[Excerpts of location labeling data]
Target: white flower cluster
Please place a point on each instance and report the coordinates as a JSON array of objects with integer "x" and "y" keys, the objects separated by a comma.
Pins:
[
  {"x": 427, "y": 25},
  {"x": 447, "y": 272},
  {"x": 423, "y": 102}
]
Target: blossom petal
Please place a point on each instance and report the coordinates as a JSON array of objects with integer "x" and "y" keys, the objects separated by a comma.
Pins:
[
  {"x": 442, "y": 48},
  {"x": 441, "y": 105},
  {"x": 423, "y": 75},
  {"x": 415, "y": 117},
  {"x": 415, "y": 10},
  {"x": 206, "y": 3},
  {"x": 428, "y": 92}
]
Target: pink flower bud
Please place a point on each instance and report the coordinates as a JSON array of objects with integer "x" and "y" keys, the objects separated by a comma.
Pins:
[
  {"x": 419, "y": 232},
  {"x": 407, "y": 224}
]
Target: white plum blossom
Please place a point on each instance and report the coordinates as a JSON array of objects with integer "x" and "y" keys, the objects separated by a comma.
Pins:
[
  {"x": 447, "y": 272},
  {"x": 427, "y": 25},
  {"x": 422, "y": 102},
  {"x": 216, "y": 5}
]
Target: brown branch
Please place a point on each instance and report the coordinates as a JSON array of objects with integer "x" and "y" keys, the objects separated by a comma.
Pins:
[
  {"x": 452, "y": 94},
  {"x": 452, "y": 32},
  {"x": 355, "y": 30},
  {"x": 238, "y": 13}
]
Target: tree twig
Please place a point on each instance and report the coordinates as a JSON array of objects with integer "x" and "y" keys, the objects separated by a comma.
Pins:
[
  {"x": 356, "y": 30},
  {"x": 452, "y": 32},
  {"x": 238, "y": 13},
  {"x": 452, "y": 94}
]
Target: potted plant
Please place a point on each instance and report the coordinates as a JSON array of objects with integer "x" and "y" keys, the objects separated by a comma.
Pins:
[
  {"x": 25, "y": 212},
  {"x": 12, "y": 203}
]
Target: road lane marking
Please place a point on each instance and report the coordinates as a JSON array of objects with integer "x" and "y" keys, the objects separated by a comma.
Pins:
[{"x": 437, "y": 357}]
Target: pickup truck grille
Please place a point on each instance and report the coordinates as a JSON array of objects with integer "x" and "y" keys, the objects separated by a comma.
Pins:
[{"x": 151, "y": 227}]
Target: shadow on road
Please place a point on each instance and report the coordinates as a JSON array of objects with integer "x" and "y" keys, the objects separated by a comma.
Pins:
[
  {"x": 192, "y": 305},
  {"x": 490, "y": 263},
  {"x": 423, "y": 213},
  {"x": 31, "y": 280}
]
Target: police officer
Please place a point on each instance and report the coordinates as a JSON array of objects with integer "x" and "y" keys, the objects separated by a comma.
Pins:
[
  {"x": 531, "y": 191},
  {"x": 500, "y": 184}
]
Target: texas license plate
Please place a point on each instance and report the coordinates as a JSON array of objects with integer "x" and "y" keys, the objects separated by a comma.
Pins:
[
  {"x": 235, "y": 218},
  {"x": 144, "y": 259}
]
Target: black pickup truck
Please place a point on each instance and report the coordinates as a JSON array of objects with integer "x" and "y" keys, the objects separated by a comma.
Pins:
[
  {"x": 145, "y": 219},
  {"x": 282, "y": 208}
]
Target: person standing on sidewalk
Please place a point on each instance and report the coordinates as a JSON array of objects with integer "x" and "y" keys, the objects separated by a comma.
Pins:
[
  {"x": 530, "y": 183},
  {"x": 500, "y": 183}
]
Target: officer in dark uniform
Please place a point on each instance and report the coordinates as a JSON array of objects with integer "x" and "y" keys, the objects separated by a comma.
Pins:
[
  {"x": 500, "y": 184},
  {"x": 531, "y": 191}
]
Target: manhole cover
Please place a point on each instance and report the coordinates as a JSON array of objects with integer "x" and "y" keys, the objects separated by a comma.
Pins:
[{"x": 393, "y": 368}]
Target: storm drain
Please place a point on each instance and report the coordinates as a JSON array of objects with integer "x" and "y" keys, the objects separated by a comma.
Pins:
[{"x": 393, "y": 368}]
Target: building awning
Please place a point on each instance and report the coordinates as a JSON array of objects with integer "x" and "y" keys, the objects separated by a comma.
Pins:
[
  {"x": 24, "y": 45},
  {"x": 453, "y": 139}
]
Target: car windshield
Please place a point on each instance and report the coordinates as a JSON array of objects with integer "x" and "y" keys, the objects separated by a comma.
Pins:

* AIM
Reproduce the material above, substituting "Object" for every occurrence of "Target" and leaving all other text unchanged.

* TASK RESULT
Object: white flower cluster
Please place a point on each instance and report the coordinates as a JSON array of objects with integer "x" and "y" keys, the objects separated by a comma.
Pins:
[
  {"x": 427, "y": 25},
  {"x": 447, "y": 272},
  {"x": 423, "y": 102}
]
Object: blossom petal
Please place a point on each instance and report the coordinates as a JSON array of objects with integer "x" and "y" keys, the objects separated by a comma.
Pins:
[
  {"x": 442, "y": 48},
  {"x": 441, "y": 105},
  {"x": 423, "y": 75},
  {"x": 415, "y": 117},
  {"x": 415, "y": 10},
  {"x": 206, "y": 3},
  {"x": 428, "y": 92}
]
Object: pink flower bud
Please place a point on each instance and report the coordinates as a JSON array of objects with integer "x" and "y" keys, the objects separated by a comma.
Pins:
[
  {"x": 419, "y": 232},
  {"x": 407, "y": 224}
]
Object: white plum blossom
Please place a point on each instance and report the coordinates as a JSON array of objects with integer "x" and "y" keys, the objects separated by a comma.
Pins:
[
  {"x": 447, "y": 272},
  {"x": 427, "y": 25},
  {"x": 422, "y": 102},
  {"x": 216, "y": 5}
]
Object: brown branch
Please place a point on each instance and report the coordinates as a JSON array of objects with integer "x" and "y" keys, the objects separated by a comma.
Pins:
[
  {"x": 452, "y": 94},
  {"x": 452, "y": 32},
  {"x": 355, "y": 30},
  {"x": 238, "y": 13}
]
Object: tree twig
Please place a point on each instance and report the coordinates as a JSON array of objects with integer "x" and "y" keys, the objects separated by a comma.
Pins:
[
  {"x": 356, "y": 30},
  {"x": 452, "y": 32},
  {"x": 238, "y": 13},
  {"x": 452, "y": 94}
]
Object: potted plant
Please place a point on each instance and report the coordinates as a JSON array of objects with integer "x" and "y" keys, the objects separated by a comma.
Pins:
[
  {"x": 25, "y": 212},
  {"x": 12, "y": 203}
]
Object: road lane marking
Please place a point on each instance and report the coordinates as a JSON array of objects with integer "x" and "y" keys, the objects separated by a comma.
Pins:
[{"x": 437, "y": 357}]
Object: pickup truck grille
Please place a point on each instance and report the coordinates as a JSON array of objects with integer "x" and "y" keys, the objects separated by a comma.
Pins:
[{"x": 151, "y": 227}]
Object: shadow on road
Please place a point on each instance and report the coordinates as a JSON array of objects with integer "x" and "y" keys, the objects separated by a comma.
Pins:
[
  {"x": 192, "y": 305},
  {"x": 490, "y": 263},
  {"x": 423, "y": 213},
  {"x": 31, "y": 280}
]
Object: police officer
Please place a point on each instance and report the coordinates as a JSON array of objects with integer "x" and "y" keys, the objects separated by a comma.
Pins:
[
  {"x": 531, "y": 191},
  {"x": 500, "y": 184}
]
Object: texas license plate
Please place a point on each instance and report the coordinates as a JSON array of objects with integer "x" and "y" keys, the objects separated by a comma.
Pins:
[
  {"x": 235, "y": 218},
  {"x": 144, "y": 259}
]
Object: black pickup truck
Please place a point on each instance and report the coordinates as a JSON array of objects with integer "x" and "y" keys, the objects separated by a comma.
Pins:
[
  {"x": 145, "y": 219},
  {"x": 282, "y": 208}
]
Object: person standing on sidewalk
Please place a point on each instance and report the coordinates as a JSON array of objects with integer "x" and "y" keys, the objects separated by a comma.
Pins:
[
  {"x": 530, "y": 183},
  {"x": 500, "y": 183}
]
Object: officer in dark uniform
Please place a point on each instance and report the coordinates as a JSON array of objects with integer "x" and "y" keys, the objects separated by a comma.
Pins:
[
  {"x": 500, "y": 184},
  {"x": 531, "y": 191}
]
Object: manhole cover
Please place a point on each instance and report the coordinates as a JSON array of objects with integer "x" and "y" keys, the objects separated by a comma.
Pins:
[{"x": 393, "y": 368}]
Object: storm drain
Please place a point on each instance and report the coordinates as a JSON array of objects with integer "x" and "y" keys, the objects separated by a comma.
Pins:
[{"x": 393, "y": 368}]
Object: building awning
Please place a point on each instance and report the coordinates as a JSON array of objects with integer "x" and "y" keys, the objects separated by a comma.
Pins:
[
  {"x": 24, "y": 45},
  {"x": 453, "y": 139}
]
Object: car windshield
Please place a point on each instance and report the coordinates as a JSON array of objects with integer "x" and "y" keys, the objects separated by a comma.
Pins:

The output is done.